TEXTO PROPORCIONADO »
Cuando volví a entrar al camarote el desayuno estaba preparado, pude reconocer el aroma del té dulce mezclado con leche fermentada. Saqué de mi mochila unas galletas y queso para compartir, y charlamos por un rato de trivialidades. Después de atravesar el oasis de Turfan, estábamos camino a Urumqi. Era evidente que a medida que dejábamos atrás las dunas, y los montes del Pamir aparecian, la angustia de Nilofar crecía.  


El paisaje comenzaba a cambiar pero el sol seguía brillando con la misma intensidad, cámara en mano me acerqué a la ventana del camarote para tomar unas fotografías, cuando de repente la puerta se abrió bruscamente. Era otro guarda, esta vez además de controlar los boletos, nos pidió nuestros respectivos documentos y permisos, y a Nilofar le ordenó abrir su inmensa maleta. 


Después de inspeccionar minuciosamente todo, le preguntó si era bailarina y porqué llevaba tantos trajes. Ella solo respondió cabizbaja que era su ajuar de casamiento y comenzó a ordenar nuevamente todo en su maleta. Cuando el guarda se fue, me tapé los ojos y le dije que no había mirado su traje de novia, pero que estaba segura de que sería la novia más guapa del Pamir. Me descubrí los ojos y vi a Nilofar llorar por primera vez. Y lloró por largo rato, y con mucha pena. La abracé muy fuerte y lloramos en silencio hasta quedarnos dormidas.

REQUISITOS DE TAREAS »
[A] En el relato del viaje en tren, ¿qué respondió Nilofar cuando el guarda le preguntó por qué llevaba tantos trajes?
[B] Reproduce literalmente el tramo del relato del viaje en tren que empieza por "Cuando volví a" y sigue hasta "su inmensa maleta.", incluido este último.

DATOS EXTRAÍDOS »
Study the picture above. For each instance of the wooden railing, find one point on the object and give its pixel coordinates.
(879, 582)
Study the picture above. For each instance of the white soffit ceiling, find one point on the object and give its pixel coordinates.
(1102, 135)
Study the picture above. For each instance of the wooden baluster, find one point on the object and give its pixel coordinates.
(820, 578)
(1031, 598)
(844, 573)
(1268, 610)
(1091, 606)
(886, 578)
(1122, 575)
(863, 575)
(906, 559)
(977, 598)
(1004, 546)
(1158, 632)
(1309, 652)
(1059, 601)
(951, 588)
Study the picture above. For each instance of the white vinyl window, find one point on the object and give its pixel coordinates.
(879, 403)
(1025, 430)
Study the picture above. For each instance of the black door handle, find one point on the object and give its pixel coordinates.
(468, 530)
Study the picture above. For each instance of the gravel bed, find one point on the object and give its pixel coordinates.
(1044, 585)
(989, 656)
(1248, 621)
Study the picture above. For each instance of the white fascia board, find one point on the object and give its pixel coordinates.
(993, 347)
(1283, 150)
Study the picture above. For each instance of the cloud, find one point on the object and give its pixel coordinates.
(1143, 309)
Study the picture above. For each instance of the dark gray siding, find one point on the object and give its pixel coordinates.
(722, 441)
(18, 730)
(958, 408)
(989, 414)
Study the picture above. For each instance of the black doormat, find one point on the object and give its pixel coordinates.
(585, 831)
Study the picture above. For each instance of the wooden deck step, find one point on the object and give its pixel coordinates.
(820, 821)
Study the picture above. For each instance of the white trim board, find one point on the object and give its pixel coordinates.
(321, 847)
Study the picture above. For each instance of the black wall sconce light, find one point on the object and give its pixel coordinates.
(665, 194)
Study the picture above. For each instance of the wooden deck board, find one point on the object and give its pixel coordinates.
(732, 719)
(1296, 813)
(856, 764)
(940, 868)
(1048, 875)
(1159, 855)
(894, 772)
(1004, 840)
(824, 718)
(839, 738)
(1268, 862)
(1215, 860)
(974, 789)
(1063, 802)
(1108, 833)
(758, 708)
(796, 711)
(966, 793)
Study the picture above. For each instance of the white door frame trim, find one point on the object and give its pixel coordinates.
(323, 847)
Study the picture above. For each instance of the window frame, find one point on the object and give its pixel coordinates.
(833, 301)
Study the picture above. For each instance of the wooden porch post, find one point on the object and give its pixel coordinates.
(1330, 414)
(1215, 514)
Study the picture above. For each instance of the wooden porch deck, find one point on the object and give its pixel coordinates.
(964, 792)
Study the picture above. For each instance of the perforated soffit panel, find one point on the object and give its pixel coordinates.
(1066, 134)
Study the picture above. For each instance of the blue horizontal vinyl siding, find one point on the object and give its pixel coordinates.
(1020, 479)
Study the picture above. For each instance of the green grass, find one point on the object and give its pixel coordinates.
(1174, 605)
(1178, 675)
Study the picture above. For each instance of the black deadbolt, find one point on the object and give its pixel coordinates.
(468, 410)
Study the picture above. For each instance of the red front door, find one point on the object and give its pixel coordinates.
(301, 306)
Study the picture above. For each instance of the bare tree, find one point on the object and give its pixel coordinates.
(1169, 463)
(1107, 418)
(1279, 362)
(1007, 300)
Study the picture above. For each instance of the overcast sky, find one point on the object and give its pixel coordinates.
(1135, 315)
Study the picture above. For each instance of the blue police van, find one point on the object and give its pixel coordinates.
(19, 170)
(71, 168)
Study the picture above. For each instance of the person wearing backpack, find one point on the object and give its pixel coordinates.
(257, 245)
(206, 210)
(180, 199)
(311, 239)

LISTA DE RESPUESTAS »
[A] Respondió que era su ajuar de casamiento.

[B]
Cuando volví a entrar al camarote el desayuno estaba preparado, pude reconocer el aroma del té dulce mezclado con leche fermentada. Saqué de mi mochila unas galletas y queso para compartir, y charlamos por un rato de trivialidades. Después de atravesar el oasis de Turfan, estábamos camino a Urumqi. Era evidente que a medida que dejábamos atrás las dunas, y los montes del Pamir aparecian, la angustia de Nilofar crecía.  


El paisaje comenzaba a cambiar pero el sol seguía brillando con la misma intensidad, cámara en mano me acerqué a la ventana del camarote para tomar unas fotografías, cuando de repente la puerta se abrió bruscamente. Era otro guarda, esta vez además de controlar los boletos, nos pidió nuestros respectivos documentos y permisos, y a Nilofar le ordenó abrir su inmensa maleta.